WHAT TO WORK ON: Show each line of the items below that contains the word "white". Case counts.

-- begin SOURCE DATA --

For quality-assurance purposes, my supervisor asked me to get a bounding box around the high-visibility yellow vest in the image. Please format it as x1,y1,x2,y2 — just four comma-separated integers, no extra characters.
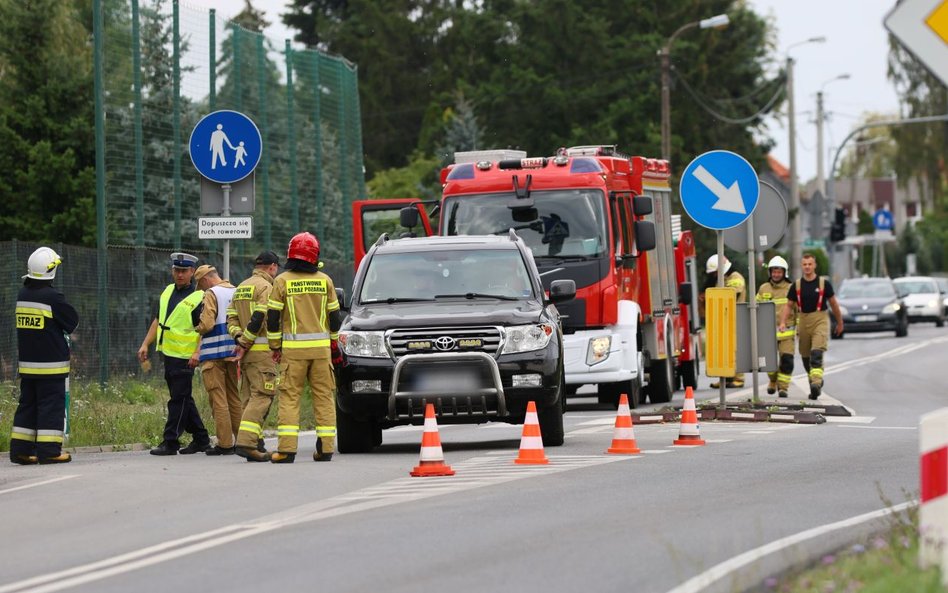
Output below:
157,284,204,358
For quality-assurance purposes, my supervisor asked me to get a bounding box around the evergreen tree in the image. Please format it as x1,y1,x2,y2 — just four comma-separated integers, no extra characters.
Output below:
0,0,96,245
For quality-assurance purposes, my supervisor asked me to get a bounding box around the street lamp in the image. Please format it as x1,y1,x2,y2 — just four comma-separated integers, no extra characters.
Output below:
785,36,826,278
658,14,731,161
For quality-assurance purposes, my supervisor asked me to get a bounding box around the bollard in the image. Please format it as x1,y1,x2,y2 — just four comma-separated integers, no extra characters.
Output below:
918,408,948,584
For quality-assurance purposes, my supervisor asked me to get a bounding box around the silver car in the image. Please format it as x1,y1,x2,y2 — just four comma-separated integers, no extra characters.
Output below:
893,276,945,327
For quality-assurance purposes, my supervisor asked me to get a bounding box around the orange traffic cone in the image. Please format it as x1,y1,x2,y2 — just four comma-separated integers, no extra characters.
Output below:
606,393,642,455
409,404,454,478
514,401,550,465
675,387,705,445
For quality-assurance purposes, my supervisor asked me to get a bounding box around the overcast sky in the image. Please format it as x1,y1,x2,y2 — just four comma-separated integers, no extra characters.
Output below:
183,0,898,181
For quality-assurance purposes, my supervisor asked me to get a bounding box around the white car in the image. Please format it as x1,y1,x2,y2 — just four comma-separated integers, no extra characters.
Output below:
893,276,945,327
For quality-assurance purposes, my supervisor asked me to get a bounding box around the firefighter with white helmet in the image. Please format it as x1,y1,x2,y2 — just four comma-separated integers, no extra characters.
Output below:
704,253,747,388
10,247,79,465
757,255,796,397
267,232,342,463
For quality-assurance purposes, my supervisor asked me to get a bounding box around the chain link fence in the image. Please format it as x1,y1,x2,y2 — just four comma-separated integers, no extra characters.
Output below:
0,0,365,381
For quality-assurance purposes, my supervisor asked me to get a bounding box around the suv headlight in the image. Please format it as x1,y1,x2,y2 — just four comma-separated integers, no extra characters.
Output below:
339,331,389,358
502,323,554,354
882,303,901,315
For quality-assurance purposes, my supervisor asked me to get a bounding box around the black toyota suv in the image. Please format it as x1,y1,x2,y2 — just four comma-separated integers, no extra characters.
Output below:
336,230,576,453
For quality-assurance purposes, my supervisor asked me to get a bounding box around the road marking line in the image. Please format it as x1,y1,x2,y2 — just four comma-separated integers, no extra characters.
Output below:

-- end SOURCE DATA --

SOLVED EXERCISE:
For quality-assurance purposes, my supervisor asked me to get a bounding box around the white car in the image. Please format it as x1,y1,x2,y2 — just four comma-separated integers, no extra characters.
For quality-assurance purposes, my supervisor asked me to get a bounding box around the firefighter with white helmet in the image. Please format it as x1,y1,x2,y2 — just four comma-separated integers, no extra characters.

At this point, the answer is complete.